*ТЕКСТ ДЛЯ ИЗУЧЕНИЯ:*
···
С николаевской кладбищенской церковью в Красноярске связывают и такой случай. В церкви этой епископ Лука служил и проповедовал по субботам и воскресеньям. Народу всегда было полно. Живого епископа с каких пор уже в городе не видывали. И вот однажды, во время проповеди, к церковным дверям с грохотом подлетел мотоцикл и солдат-вестовой полез через толпу с пакетом к Луке. Бабы на него, конечно, зашикали, заругались. Пакет же с печатями пошел по рукам и дошел до проповедника. Епископ прервал свое слово, открыл пакет, прочитал, что там было написано, и сказал: "Православные христиане! По законам нашей церкви пастырь не должен покидать во время службы и проповеди свое место. Но вот получил я письмо, где сказано, что солдат раб Божий такой-то умирает в госпитале и нуждается в моей епископской и врачебной помощи. Да простит меня Бог, и вы простите, христиане православные, но должен я поторопиться к этому раненому". Сошел Лука с амвона, сел в мотоциклетную коляску и умчался. А верующие прихожане решают его ждать. Ждали его всю ночь. А под утро он приехал уже на машине, взошел на амвон и возгласил: "Благодарение Богу, раненный на поле брани солдат раб Божий такой-то спасен". Что тут началось! Люди падали на колени, кто "многие лета" кричит, кто молится. Ну и он благодарственный молебен отслужил. Случай этот по всему городу скоро разнесся, и на фронт из Красноярска пошло много посылок с подарками и теплыми вещами для наших бойцов".
С именем архиепископа Луки у многих красноярцев, жителей Тамбова и Симферополя связаны воспоминания о счастливых исцелениях. В народной памяти Войно-Ясенецкий выступает чаще как неотразимый хирург, но в одном дошедшем до нас эпизоде он проявил себя, по всей видимости, неплохим психотерапевтом.
"Дело было в Сибири. В одном военном госпитале лежал контуженный молодой солдат. На фронте он потерял дар речи. Врачи ничего поделать не могли. И вот однажды идет профессорский обход. Впереди сам епископ. Спрашивает врача: "А тут кто у вас лежит?" Тот докладывает: так, мол, и так, больной, лишенный речи после контузии. Архиепископ рукой эдак повел, всех из палаты выпроводил и на край койки сел. Взял солдата за руку и спрашивает: "Хочешь научиться говорить?" Тот, конечно, кивает. "Ты женщину когда-нибудь любил?" Тот кивает. "Помнишь ли имя первой, самой первой своей любимой?" Солдат кивает головой. "Назови это имя". Солдат - и-их - не получается, не может он ничего выговорить. Лука тогда встал и говорит: "Каждый день с утра до вечера тверди это имя. И с этим именем к тебе вернется речь". Прошли сутки, вторые. Солдат старается, мычит, а имени выговорить не может. На третью ночь заснули все в палате, и вдруг будит солдата сосед: "Проснись, дурень, ты же кричишь. Таню какую-то поминаешь". Проснулся солдат и заговорил. Немоты как не бывало".
···
Данные масок сегментации
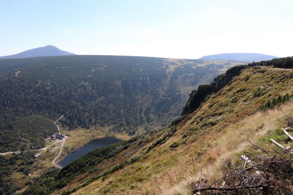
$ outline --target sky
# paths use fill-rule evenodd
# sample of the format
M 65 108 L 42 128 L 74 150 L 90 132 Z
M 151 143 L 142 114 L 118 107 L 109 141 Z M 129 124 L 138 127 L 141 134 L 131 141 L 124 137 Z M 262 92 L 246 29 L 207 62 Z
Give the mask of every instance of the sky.
M 48 44 L 78 55 L 293 56 L 293 0 L 0 0 L 0 56 Z

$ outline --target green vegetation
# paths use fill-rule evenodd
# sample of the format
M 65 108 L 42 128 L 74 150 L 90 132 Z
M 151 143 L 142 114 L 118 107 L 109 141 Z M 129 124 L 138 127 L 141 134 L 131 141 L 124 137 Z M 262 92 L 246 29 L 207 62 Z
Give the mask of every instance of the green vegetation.
M 51 120 L 32 115 L 0 125 L 0 153 L 36 150 L 45 146 L 45 139 L 58 132 Z
M 138 126 L 179 116 L 191 87 L 237 63 L 108 56 L 1 59 L 0 123 L 63 115 L 61 122 L 71 129 L 113 125 L 133 135 Z
M 27 176 L 33 169 L 34 153 L 22 153 L 10 156 L 0 156 L 0 195 L 11 195 L 21 189 L 18 182 L 14 182 L 11 176 L 13 173 L 19 173 Z M 29 185 L 28 180 L 26 185 Z
M 198 180 L 203 166 L 203 176 L 210 182 L 217 180 L 217 175 L 222 175 L 223 162 L 234 163 L 240 153 L 248 148 L 247 138 L 254 143 L 293 113 L 292 106 L 286 104 L 271 112 L 258 112 L 260 106 L 276 95 L 292 94 L 292 70 L 261 67 L 234 70 L 235 74 L 241 73 L 231 79 L 223 76 L 215 88 L 223 83 L 225 85 L 206 96 L 196 112 L 142 135 L 125 150 L 125 143 L 114 146 L 108 152 L 121 150 L 92 166 L 91 159 L 99 162 L 95 153 L 100 150 L 89 153 L 65 167 L 66 172 L 36 179 L 25 194 L 53 191 L 64 195 L 143 194 L 147 191 L 161 194 L 169 190 L 172 194 L 188 194 L 176 191 L 188 190 L 186 179 L 194 177 Z M 138 160 L 130 163 L 134 157 Z M 69 179 L 70 182 L 62 184 Z M 53 188 L 47 189 L 51 186 Z
M 283 96 L 279 95 L 277 98 L 274 98 L 271 101 L 268 100 L 267 101 L 259 108 L 262 110 L 272 108 L 281 105 L 286 101 L 290 100 L 292 98 L 293 98 L 293 94 L 289 95 L 288 94 L 286 94 Z
M 293 57 L 276 58 L 270 60 L 261 61 L 259 62 L 252 62 L 248 64 L 249 66 L 272 66 L 275 68 L 293 68 Z
M 225 74 L 220 75 L 208 85 L 202 85 L 199 86 L 197 90 L 193 90 L 189 95 L 181 116 L 191 113 L 200 107 L 207 96 L 219 91 L 227 85 L 233 78 L 239 75 L 241 70 L 247 68 L 247 65 L 235 66 L 228 70 Z
M 127 141 L 100 148 L 87 153 L 83 157 L 70 163 L 61 171 L 52 169 L 43 174 L 40 177 L 36 179 L 34 184 L 24 192 L 23 195 L 48 195 L 57 189 L 61 189 L 76 176 L 92 170 L 95 165 L 104 160 L 116 156 L 122 151 L 127 149 L 138 139 L 138 137 L 135 137 Z M 132 163 L 136 160 L 137 159 L 132 159 L 126 164 Z M 121 169 L 126 164 L 120 164 L 113 167 L 96 177 L 91 178 L 90 181 L 88 181 L 84 185 L 87 185 L 91 181 L 106 176 L 109 174 Z

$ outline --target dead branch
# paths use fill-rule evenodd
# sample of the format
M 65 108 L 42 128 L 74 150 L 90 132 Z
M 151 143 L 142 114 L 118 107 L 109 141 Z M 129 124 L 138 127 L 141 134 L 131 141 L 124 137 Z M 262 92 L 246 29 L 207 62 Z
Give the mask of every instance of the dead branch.
M 251 189 L 251 188 L 268 188 L 270 186 L 269 185 L 264 185 L 262 184 L 257 184 L 257 185 L 247 185 L 244 186 L 239 186 L 239 187 L 226 187 L 226 188 L 221 188 L 221 187 L 208 187 L 206 188 L 203 188 L 200 189 L 196 189 L 193 191 L 194 193 L 196 193 L 199 191 L 204 191 L 207 190 L 217 190 L 220 191 L 230 191 L 235 190 L 240 190 L 240 189 Z
M 255 146 L 256 147 L 257 147 L 257 148 L 258 148 L 259 149 L 261 150 L 261 151 L 262 151 L 263 152 L 264 152 L 265 153 L 267 154 L 267 155 L 269 154 L 269 153 L 268 153 L 268 152 L 267 151 L 266 151 L 265 150 L 264 150 L 263 149 L 262 149 L 262 148 L 261 148 L 259 146 L 257 146 L 256 145 L 254 144 L 254 143 L 253 143 L 252 142 L 251 142 L 248 139 L 246 139 L 250 143 L 251 143 L 251 144 L 252 144 L 253 146 Z

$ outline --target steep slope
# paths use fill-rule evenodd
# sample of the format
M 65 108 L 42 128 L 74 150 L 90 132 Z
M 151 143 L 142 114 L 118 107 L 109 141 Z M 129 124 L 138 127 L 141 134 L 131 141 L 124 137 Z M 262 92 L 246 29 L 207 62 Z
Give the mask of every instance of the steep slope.
M 293 83 L 292 70 L 248 66 L 168 127 L 52 170 L 24 194 L 192 194 L 189 184 L 200 175 L 214 181 L 251 150 L 246 138 L 268 146 L 266 136 L 292 117 L 292 99 L 277 109 L 259 108 L 279 95 L 292 97 Z
M 229 53 L 226 54 L 216 54 L 203 56 L 202 59 L 222 59 L 228 60 L 240 60 L 248 62 L 269 60 L 274 58 L 279 58 L 276 56 L 261 54 L 249 53 Z
M 0 126 L 0 153 L 44 147 L 45 139 L 58 132 L 53 121 L 43 116 L 23 117 Z
M 53 45 L 47 45 L 45 47 L 38 47 L 24 51 L 18 54 L 10 56 L 0 56 L 0 59 L 9 59 L 15 58 L 25 58 L 41 57 L 43 56 L 68 56 L 74 55 L 75 54 L 62 51 Z
M 38 114 L 134 134 L 180 115 L 192 89 L 240 61 L 111 56 L 0 60 L 0 121 Z

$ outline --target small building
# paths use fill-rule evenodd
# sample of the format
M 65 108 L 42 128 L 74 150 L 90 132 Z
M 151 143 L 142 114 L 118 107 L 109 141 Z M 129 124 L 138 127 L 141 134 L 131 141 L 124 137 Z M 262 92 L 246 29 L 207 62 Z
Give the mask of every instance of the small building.
M 56 135 L 56 138 L 58 139 L 62 139 L 64 137 L 63 134 L 58 134 Z

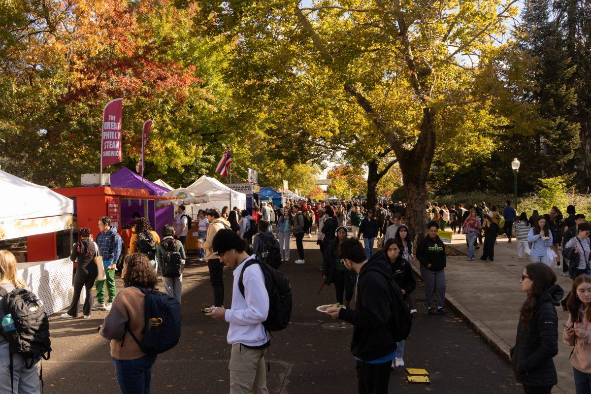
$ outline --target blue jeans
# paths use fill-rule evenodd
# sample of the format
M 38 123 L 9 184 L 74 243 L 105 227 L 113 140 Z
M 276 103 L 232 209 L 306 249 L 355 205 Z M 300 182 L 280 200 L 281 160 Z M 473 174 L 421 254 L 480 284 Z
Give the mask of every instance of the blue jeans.
M 404 356 L 404 340 L 396 343 L 396 357 L 401 359 Z
M 577 394 L 591 394 L 591 373 L 585 373 L 573 367 L 574 388 Z
M 117 360 L 115 363 L 115 375 L 122 394 L 150 394 L 152 380 L 152 366 L 156 354 L 146 354 L 135 360 Z
M 197 237 L 199 237 L 199 239 L 205 239 L 205 236 L 207 233 L 207 232 L 206 232 L 206 231 L 200 231 L 200 232 L 198 232 Z M 204 259 L 205 258 L 205 249 L 200 249 L 198 250 L 198 252 L 199 252 L 199 255 L 198 255 L 199 256 L 199 258 L 200 259 Z
M 375 238 L 366 238 L 363 237 L 363 245 L 365 245 L 365 257 L 368 259 L 374 254 L 374 240 Z
M 478 238 L 478 234 L 476 233 L 470 233 L 466 235 L 466 240 L 468 242 L 468 258 L 473 259 L 474 256 L 474 244 Z

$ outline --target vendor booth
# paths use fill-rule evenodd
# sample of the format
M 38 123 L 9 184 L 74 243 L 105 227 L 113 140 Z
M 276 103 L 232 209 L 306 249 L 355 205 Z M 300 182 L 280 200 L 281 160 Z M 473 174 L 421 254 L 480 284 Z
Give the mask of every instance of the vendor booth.
M 154 182 L 142 177 L 126 167 L 113 172 L 111 176 L 111 187 L 121 187 L 126 189 L 143 189 L 148 191 L 150 196 L 164 196 L 168 190 L 162 186 L 157 185 Z M 174 207 L 166 206 L 155 210 L 155 201 L 148 200 L 144 203 L 142 199 L 128 199 L 124 209 L 121 210 L 121 221 L 120 226 L 117 226 L 118 230 L 129 229 L 131 228 L 133 219 L 131 215 L 134 212 L 138 212 L 142 217 L 148 217 L 154 230 L 158 235 L 162 236 L 162 228 L 166 224 L 173 222 L 174 217 Z M 145 206 L 147 205 L 147 207 Z M 147 209 L 149 213 L 154 213 L 154 217 L 150 219 L 150 215 L 145 214 L 144 210 Z M 153 220 L 152 220 L 153 219 Z M 90 227 L 94 230 L 93 227 Z
M 259 207 L 261 206 L 261 200 L 259 200 L 259 191 L 260 187 L 255 183 L 230 183 L 228 185 L 232 190 L 244 193 L 246 195 L 246 210 L 252 214 L 252 209 Z M 232 207 L 238 207 L 234 202 L 232 203 Z M 230 207 L 230 209 L 232 208 Z
M 222 211 L 222 209 L 228 206 L 231 210 L 238 207 L 242 210 L 246 209 L 246 195 L 244 193 L 232 190 L 215 178 L 202 175 L 192 184 L 185 188 L 196 196 L 206 195 L 209 197 L 209 203 L 204 203 L 200 209 L 209 209 L 217 208 Z M 230 207 L 230 193 L 232 193 L 232 206 Z M 197 212 L 194 212 L 196 214 Z M 196 216 L 191 216 L 193 220 Z
M 272 187 L 261 187 L 259 193 L 259 198 L 261 201 L 271 201 L 277 207 L 284 204 L 285 203 L 281 199 L 281 193 Z
M 56 234 L 65 232 L 70 243 L 73 202 L 1 170 L 0 188 L 0 249 L 23 262 L 18 263 L 19 275 L 43 301 L 47 314 L 53 314 L 70 304 L 72 262 L 69 258 L 57 259 Z M 44 253 L 33 251 L 46 240 Z

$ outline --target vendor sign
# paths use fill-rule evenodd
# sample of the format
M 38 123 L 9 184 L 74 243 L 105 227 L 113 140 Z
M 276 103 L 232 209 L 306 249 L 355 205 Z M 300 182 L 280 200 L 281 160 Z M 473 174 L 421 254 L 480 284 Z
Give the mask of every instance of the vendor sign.
M 446 243 L 452 243 L 452 235 L 453 234 L 453 233 L 450 231 L 440 230 L 437 232 L 437 235 L 439 236 L 439 239 Z
M 0 240 L 53 233 L 72 227 L 71 214 L 32 219 L 0 222 Z

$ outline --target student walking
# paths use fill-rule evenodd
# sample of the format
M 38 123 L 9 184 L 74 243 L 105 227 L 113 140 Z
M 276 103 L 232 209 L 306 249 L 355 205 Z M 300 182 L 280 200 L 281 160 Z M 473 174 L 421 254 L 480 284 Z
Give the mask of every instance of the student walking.
M 293 219 L 289 208 L 283 209 L 283 214 L 277 222 L 277 237 L 279 238 L 279 250 L 281 261 L 290 260 L 290 229 L 293 226 Z
M 513 223 L 513 229 L 515 232 L 517 239 L 517 256 L 519 259 L 523 258 L 523 255 L 528 246 L 528 235 L 530 233 L 530 223 L 527 220 L 527 214 L 522 212 L 517 220 Z
M 548 249 L 552 248 L 552 232 L 544 216 L 538 216 L 535 226 L 528 233 L 527 241 L 531 244 L 531 262 L 540 262 L 550 266 L 552 262 L 548 257 Z
M 417 258 L 421 263 L 421 276 L 425 283 L 425 298 L 429 314 L 447 315 L 445 304 L 445 267 L 447 258 L 445 245 L 437 235 L 439 223 L 435 220 L 427 224 L 428 234 L 417 246 Z M 437 308 L 433 306 L 435 293 L 437 294 Z
M 327 312 L 353 325 L 351 353 L 357 362 L 357 392 L 385 394 L 397 349 L 388 327 L 392 315 L 398 315 L 392 271 L 383 250 L 368 259 L 356 238 L 345 239 L 339 250 L 345 266 L 358 275 L 355 309 L 333 308 Z
M 323 265 L 322 277 L 324 278 L 324 283 L 330 286 L 335 284 L 335 291 L 336 292 L 336 302 L 345 307 L 349 307 L 353 298 L 353 283 L 351 282 L 351 275 L 349 270 L 343 263 L 342 259 L 339 256 L 337 250 L 345 241 L 349 232 L 345 227 L 341 226 L 336 229 L 336 237 L 333 242 L 329 256 L 327 260 L 328 264 Z M 343 293 L 345 292 L 345 298 Z
M 90 229 L 87 227 L 83 227 L 78 230 L 78 242 L 74 244 L 74 248 L 70 256 L 70 259 L 76 263 L 76 273 L 74 275 L 74 294 L 70 308 L 67 312 L 61 315 L 61 317 L 78 317 L 80 294 L 82 291 L 82 286 L 85 288 L 86 292 L 82 315 L 85 319 L 90 317 L 93 300 L 92 286 L 98 275 L 94 259 L 98 255 L 99 251 L 98 246 L 90 238 Z
M 27 284 L 19 277 L 18 266 L 14 255 L 8 250 L 0 250 L 0 289 L 3 289 L 8 294 L 15 289 L 26 287 Z M 3 298 L 0 295 L 0 302 Z M 12 353 L 12 356 L 11 376 L 9 367 L 11 353 L 8 341 L 0 336 L 0 360 L 2 360 L 2 363 L 0 366 L 0 392 L 40 394 L 38 375 L 40 360 L 34 360 L 33 364 L 27 367 L 28 364 L 31 362 L 30 359 L 27 360 L 17 353 Z
M 392 278 L 400 288 L 405 301 L 410 299 L 410 295 L 417 288 L 417 281 L 413 273 L 413 268 L 402 255 L 402 244 L 396 238 L 391 238 L 384 244 L 384 250 L 388 257 L 392 270 Z M 410 305 L 409 305 L 410 306 Z M 404 367 L 404 342 L 402 340 L 397 343 L 396 357 L 392 362 L 392 368 Z
M 156 275 L 146 256 L 137 253 L 125 258 L 122 276 L 125 287 L 115 298 L 99 334 L 111 340 L 111 354 L 121 393 L 149 394 L 156 354 L 143 353 L 131 333 L 141 343 L 146 324 L 145 295 L 138 287 L 151 290 L 156 286 Z
M 499 226 L 492 221 L 489 215 L 482 215 L 484 223 L 482 223 L 482 229 L 484 230 L 484 246 L 482 249 L 482 256 L 480 260 L 486 261 L 487 259 L 493 261 L 495 259 L 495 242 L 499 236 Z
M 256 258 L 246 253 L 246 242 L 231 230 L 220 230 L 213 238 L 212 253 L 222 263 L 236 269 L 232 309 L 216 308 L 207 315 L 230 323 L 230 394 L 268 394 L 265 352 L 271 341 L 262 323 L 269 313 L 269 294 L 261 266 L 249 263 Z
M 184 248 L 180 241 L 174 239 L 174 227 L 172 226 L 165 226 L 162 229 L 162 242 L 158 244 L 156 248 L 162 284 L 164 286 L 164 292 L 180 302 L 183 290 L 183 269 L 187 258 Z M 168 269 L 164 269 L 167 265 L 172 266 L 177 263 L 180 264 L 178 272 L 169 273 Z
M 562 341 L 573 346 L 570 361 L 577 394 L 588 394 L 591 393 L 591 276 L 582 275 L 574 279 L 567 305 L 569 320 Z
M 480 220 L 475 209 L 470 210 L 470 216 L 464 221 L 464 233 L 468 244 L 468 260 L 474 260 L 474 244 L 480 233 Z
M 379 230 L 378 223 L 374 219 L 374 211 L 368 209 L 367 216 L 361 222 L 359 232 L 363 236 L 363 245 L 365 246 L 365 257 L 368 259 L 374 254 L 374 240 Z
M 99 246 L 99 255 L 103 258 L 103 266 L 105 267 L 106 278 L 103 281 L 96 281 L 95 282 L 96 302 L 93 307 L 100 307 L 105 311 L 109 311 L 113 299 L 115 298 L 115 271 L 119 256 L 121 254 L 123 240 L 117 233 L 117 229 L 111 226 L 111 219 L 108 217 L 102 216 L 99 218 L 98 226 L 100 232 L 96 236 L 96 245 Z M 106 302 L 105 302 L 105 286 L 107 288 Z
M 556 384 L 553 358 L 558 354 L 556 306 L 564 294 L 556 275 L 543 263 L 528 264 L 521 275 L 527 298 L 521 307 L 511 364 L 525 394 L 550 394 Z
···
*СПИСОК ЗАДАНИЙ:*
1. Что, согласно тексту об архиепископе Луке, стали отправлять из Красноярска на фронт, когда по городу разнесся случай со спасенным солдатом?
2. Продолжите текст об архиепископе Луке, начав сразу после его последнего предложения.

*СПИСОК ОТВЕТОВ:*
1. Много посылок с подарками и теплыми вещами для бойцов.

2.
А вот письмо из Тамбова. Со слов своей покойной подруги врача В. П. Дмитриевской учительница-пенсионерка О. В. Стрельцова описывает следующий эпизод:
"При обходе больных красноармейцев госпиталя Владыкой Лукой в качестве врача один больной красноармеец позволил себе обиду нанести ему, сказавзачем здесь ходит длинноволосый. И что же получилось: в тот же вечер этому обидчику было возмездие и вразумление. Ночью в двенадцать часов случился с ним смертельный приступ, который вразумил его, и он, больной, потребовал врача с просьбой вызвать к нему Профессора, то есть Владыку Луку.
Он приехал ночью же, вошел в палату к больному, который со слезами просил прощения у Владыки-Профессора за свою обиду и умолял спасти ему жизнь, так как он, больной, чувствовал уже приближение смерти. Владыка дал команду немедленно приготовить все к срочной операции. Принесли больного, подготовили к операции. Владыка, как обычно в таких случаях поступал, спросил больного, верует ли он в Бога, так как не профессор возвратит ему жизнь, а Бог рукой доктора.